-------- Given entries --------

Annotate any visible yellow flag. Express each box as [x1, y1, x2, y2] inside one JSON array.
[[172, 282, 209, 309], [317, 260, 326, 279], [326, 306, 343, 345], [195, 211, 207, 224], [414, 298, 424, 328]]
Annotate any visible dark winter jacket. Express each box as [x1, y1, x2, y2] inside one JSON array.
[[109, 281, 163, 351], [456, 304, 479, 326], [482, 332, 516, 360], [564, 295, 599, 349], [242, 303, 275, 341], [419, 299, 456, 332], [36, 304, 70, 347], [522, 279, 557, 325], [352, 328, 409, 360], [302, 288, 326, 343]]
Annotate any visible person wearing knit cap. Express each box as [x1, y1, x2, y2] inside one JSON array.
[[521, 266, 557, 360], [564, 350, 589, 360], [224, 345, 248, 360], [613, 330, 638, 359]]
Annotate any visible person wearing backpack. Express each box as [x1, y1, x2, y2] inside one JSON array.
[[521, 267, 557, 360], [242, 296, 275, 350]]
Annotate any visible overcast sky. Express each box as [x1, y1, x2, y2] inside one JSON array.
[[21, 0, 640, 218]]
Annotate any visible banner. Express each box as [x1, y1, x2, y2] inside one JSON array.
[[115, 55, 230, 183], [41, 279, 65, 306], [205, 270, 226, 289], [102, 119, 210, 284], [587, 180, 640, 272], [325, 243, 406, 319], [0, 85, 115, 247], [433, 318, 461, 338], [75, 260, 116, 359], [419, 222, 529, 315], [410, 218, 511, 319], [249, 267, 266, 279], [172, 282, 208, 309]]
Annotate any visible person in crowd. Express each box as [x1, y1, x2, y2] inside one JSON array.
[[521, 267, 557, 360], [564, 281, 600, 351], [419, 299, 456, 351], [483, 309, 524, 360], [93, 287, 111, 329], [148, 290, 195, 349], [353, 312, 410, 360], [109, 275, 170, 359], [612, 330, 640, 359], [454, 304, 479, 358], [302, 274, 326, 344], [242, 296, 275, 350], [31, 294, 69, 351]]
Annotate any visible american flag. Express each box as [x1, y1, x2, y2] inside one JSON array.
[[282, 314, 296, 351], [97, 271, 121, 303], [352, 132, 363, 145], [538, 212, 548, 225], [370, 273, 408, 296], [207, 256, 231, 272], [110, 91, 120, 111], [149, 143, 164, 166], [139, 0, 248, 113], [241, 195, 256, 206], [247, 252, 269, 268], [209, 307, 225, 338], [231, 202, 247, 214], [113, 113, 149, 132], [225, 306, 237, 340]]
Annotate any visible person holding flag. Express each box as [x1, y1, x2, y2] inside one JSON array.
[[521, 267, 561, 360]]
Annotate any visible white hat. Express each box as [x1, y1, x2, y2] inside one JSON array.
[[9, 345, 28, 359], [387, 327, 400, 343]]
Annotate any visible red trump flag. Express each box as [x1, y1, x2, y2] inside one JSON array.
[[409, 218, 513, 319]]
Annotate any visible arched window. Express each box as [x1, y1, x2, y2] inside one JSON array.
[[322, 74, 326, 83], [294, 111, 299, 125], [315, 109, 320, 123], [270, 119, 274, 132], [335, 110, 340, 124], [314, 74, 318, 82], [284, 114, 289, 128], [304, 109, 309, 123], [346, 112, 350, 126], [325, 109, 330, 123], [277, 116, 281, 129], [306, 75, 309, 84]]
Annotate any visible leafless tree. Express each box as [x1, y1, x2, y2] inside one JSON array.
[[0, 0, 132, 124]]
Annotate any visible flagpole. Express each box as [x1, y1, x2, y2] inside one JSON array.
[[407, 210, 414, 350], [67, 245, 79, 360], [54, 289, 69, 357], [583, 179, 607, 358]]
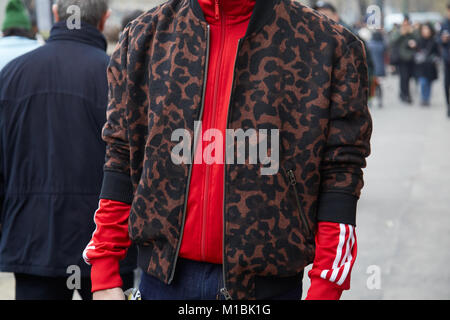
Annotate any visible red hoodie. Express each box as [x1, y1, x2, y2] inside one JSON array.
[[84, 0, 358, 300]]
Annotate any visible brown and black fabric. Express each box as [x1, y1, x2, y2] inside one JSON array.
[[100, 0, 372, 299]]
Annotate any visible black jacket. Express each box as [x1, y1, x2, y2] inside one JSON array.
[[393, 32, 417, 62], [0, 22, 136, 277], [415, 37, 440, 81], [440, 19, 450, 63]]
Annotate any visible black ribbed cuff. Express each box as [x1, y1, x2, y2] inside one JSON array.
[[317, 192, 358, 226], [100, 170, 134, 204]]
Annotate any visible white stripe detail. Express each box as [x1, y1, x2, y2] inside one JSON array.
[[82, 201, 101, 265], [336, 227, 356, 286], [338, 225, 354, 273], [82, 245, 96, 264], [320, 270, 329, 280], [329, 224, 346, 282]]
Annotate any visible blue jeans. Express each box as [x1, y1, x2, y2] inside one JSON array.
[[419, 77, 432, 103], [139, 258, 303, 300]]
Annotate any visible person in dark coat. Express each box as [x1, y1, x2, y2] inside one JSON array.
[[440, 4, 450, 117], [415, 23, 440, 106], [368, 31, 387, 78], [0, 0, 137, 300], [391, 16, 418, 104], [367, 31, 387, 108]]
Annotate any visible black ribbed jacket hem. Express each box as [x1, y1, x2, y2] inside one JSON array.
[[317, 192, 359, 226], [100, 170, 134, 204]]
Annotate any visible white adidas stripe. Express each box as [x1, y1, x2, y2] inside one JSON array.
[[320, 269, 329, 280], [329, 224, 346, 282], [336, 227, 355, 286]]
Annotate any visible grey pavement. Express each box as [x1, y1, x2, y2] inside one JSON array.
[[1, 74, 449, 300]]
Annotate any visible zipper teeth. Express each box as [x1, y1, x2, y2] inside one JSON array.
[[201, 11, 227, 261], [287, 169, 311, 236], [168, 24, 211, 284], [221, 38, 242, 300]]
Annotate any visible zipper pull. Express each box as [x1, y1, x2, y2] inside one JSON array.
[[215, 0, 220, 20], [287, 170, 297, 186], [220, 287, 232, 300]]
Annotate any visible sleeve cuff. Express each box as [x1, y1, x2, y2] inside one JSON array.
[[317, 192, 358, 226], [91, 257, 123, 293], [306, 277, 343, 300], [100, 170, 134, 204]]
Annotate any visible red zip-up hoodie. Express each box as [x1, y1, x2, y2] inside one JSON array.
[[84, 0, 358, 300]]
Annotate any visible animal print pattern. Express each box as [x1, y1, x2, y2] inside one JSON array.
[[102, 0, 372, 299]]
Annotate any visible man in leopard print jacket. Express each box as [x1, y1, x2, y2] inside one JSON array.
[[84, 0, 372, 300]]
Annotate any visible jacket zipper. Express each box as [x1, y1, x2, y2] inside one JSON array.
[[220, 38, 243, 301], [168, 24, 211, 284], [201, 1, 226, 261], [286, 169, 312, 236]]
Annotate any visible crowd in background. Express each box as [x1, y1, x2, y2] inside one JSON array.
[[2, 0, 450, 116], [314, 1, 450, 117]]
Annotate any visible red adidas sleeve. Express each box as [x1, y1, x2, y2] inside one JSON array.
[[306, 222, 357, 300], [83, 199, 132, 293]]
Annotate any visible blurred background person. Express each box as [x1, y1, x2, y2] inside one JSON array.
[[0, 0, 40, 71], [387, 23, 401, 74], [440, 4, 450, 117], [391, 15, 417, 104], [0, 0, 136, 300], [367, 31, 387, 108], [414, 23, 440, 107]]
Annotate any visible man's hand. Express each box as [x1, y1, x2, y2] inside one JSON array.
[[93, 287, 125, 300]]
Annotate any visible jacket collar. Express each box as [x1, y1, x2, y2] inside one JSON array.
[[197, 0, 255, 25], [190, 0, 280, 38], [47, 21, 107, 51]]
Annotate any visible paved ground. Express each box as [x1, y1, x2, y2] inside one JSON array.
[[1, 74, 449, 300]]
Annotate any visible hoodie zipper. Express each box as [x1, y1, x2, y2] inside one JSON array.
[[286, 169, 312, 236], [201, 0, 226, 261], [220, 37, 243, 301], [168, 24, 211, 284]]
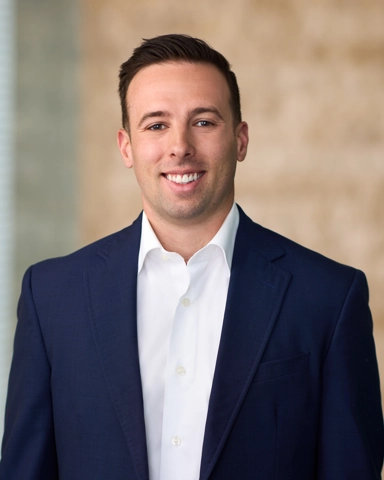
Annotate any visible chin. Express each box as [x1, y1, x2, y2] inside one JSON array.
[[161, 202, 210, 222]]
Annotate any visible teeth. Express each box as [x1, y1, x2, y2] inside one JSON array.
[[166, 173, 202, 184]]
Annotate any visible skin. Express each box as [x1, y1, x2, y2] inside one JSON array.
[[117, 61, 249, 261]]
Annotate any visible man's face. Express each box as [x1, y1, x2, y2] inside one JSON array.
[[117, 61, 248, 226]]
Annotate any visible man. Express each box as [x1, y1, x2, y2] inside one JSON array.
[[1, 34, 383, 479]]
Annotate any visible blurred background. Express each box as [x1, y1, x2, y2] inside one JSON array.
[[0, 0, 383, 441]]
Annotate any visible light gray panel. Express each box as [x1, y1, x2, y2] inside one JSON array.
[[15, 0, 79, 295], [0, 0, 14, 445], [0, 0, 80, 444]]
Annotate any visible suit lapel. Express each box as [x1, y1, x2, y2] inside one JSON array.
[[84, 215, 149, 480], [200, 211, 291, 480]]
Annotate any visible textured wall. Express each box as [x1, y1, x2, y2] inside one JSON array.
[[81, 0, 384, 387]]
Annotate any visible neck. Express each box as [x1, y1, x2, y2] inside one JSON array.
[[144, 204, 233, 262]]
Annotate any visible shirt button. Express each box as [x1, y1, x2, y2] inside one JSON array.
[[176, 366, 186, 376], [172, 436, 181, 446], [182, 298, 191, 307], [161, 253, 168, 261]]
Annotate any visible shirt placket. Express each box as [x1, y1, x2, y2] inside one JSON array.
[[159, 259, 202, 480]]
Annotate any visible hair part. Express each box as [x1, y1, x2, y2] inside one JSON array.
[[118, 34, 242, 133]]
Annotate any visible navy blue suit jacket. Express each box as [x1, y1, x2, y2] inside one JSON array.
[[1, 208, 383, 479]]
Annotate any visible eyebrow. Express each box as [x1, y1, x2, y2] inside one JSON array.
[[190, 107, 224, 121], [137, 106, 224, 128], [137, 111, 169, 128]]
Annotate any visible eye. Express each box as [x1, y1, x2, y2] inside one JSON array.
[[195, 120, 214, 127], [148, 123, 166, 131]]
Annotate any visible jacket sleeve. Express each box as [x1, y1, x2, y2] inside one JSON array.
[[317, 269, 384, 479], [0, 266, 58, 479]]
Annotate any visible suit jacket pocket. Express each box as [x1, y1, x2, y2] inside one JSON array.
[[252, 352, 309, 383]]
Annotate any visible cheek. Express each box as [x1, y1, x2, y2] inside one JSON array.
[[210, 143, 238, 172], [203, 131, 237, 157], [132, 141, 164, 168], [130, 145, 164, 188]]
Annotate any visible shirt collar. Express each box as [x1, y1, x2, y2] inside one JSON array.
[[205, 202, 239, 271], [138, 203, 239, 274], [138, 212, 164, 273]]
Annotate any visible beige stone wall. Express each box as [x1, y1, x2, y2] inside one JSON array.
[[81, 0, 384, 387]]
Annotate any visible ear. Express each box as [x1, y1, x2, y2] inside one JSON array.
[[235, 121, 249, 163], [117, 128, 133, 168]]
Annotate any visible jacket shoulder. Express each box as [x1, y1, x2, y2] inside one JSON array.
[[238, 207, 360, 284], [29, 213, 142, 280]]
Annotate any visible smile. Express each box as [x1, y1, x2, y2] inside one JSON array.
[[165, 172, 203, 184]]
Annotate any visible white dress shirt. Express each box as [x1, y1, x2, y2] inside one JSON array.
[[137, 204, 239, 480]]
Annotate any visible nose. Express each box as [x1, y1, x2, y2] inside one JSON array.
[[168, 125, 195, 160]]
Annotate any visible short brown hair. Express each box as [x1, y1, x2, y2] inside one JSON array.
[[118, 34, 242, 132]]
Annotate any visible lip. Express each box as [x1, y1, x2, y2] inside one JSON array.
[[162, 170, 205, 176]]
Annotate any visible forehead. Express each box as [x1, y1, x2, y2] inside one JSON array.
[[126, 62, 231, 115]]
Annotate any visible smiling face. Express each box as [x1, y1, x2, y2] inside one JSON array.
[[117, 61, 248, 227]]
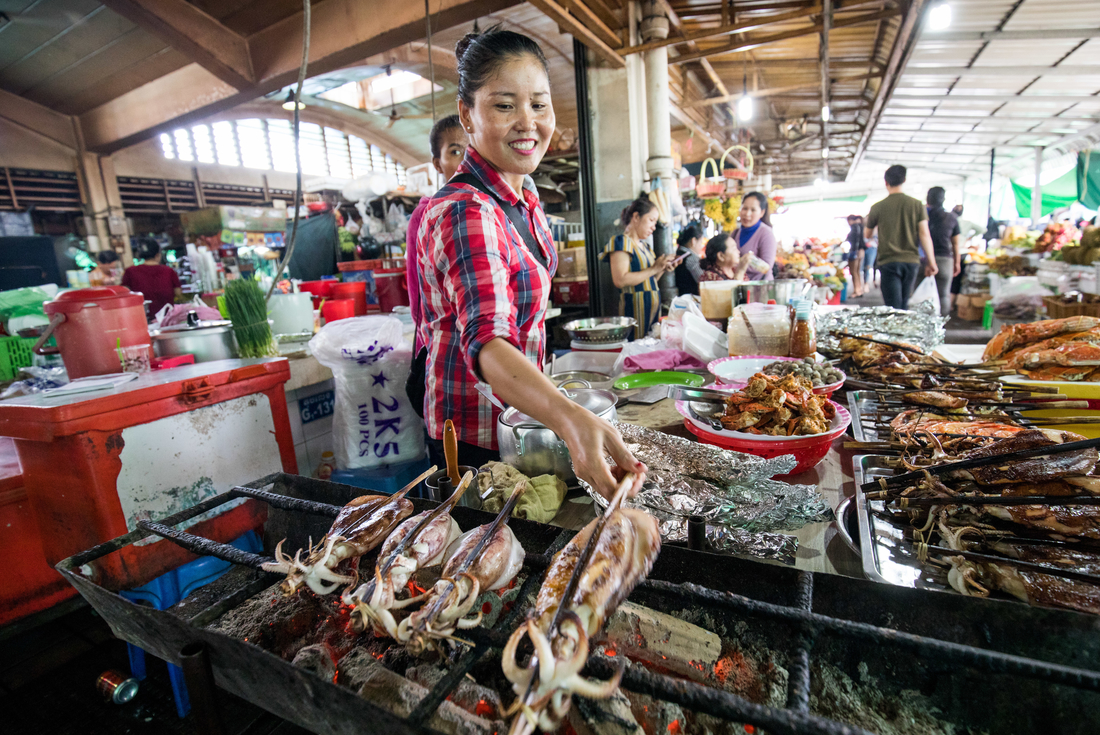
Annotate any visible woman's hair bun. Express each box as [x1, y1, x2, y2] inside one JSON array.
[[455, 32, 480, 64]]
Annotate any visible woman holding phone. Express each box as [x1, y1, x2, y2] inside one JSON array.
[[416, 27, 645, 500], [603, 196, 676, 338]]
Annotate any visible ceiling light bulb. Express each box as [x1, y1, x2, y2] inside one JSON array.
[[822, 147, 830, 159], [737, 94, 753, 122], [281, 90, 305, 111], [821, 105, 831, 122], [928, 3, 951, 31]]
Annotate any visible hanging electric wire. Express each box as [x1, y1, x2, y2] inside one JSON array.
[[266, 0, 312, 302]]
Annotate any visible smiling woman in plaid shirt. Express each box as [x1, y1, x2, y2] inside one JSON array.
[[415, 27, 645, 501]]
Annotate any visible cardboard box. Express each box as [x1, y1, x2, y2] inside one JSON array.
[[557, 247, 587, 278], [957, 304, 984, 322]]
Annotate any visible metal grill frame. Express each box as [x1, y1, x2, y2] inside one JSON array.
[[57, 472, 1100, 735]]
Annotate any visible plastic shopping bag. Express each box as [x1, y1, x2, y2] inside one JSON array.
[[309, 316, 425, 470], [910, 275, 940, 316]]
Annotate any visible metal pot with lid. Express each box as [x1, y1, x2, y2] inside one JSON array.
[[497, 386, 617, 483], [153, 310, 239, 363]]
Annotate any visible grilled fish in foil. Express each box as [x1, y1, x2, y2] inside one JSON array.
[[817, 303, 948, 356], [580, 423, 833, 562]]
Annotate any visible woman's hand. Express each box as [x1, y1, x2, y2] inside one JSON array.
[[650, 254, 673, 276], [554, 402, 647, 500], [479, 338, 646, 501], [734, 251, 752, 279]]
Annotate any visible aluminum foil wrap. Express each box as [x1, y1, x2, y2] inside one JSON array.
[[816, 303, 948, 355], [660, 520, 799, 565], [581, 423, 834, 563]]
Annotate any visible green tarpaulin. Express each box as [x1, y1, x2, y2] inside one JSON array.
[[1011, 168, 1078, 217], [1079, 150, 1100, 211]]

--------

__The problem__
Give back exactly the lines from the one with "Annotate any visible green" through the final line of the material, both ends included, and no others.

__Reply to the exercise__
Annotate any visible green tarpaulin. Express each box as [x1, y1, x2, y2] inside one JSON array.
[[1011, 168, 1078, 217], [1079, 150, 1100, 211]]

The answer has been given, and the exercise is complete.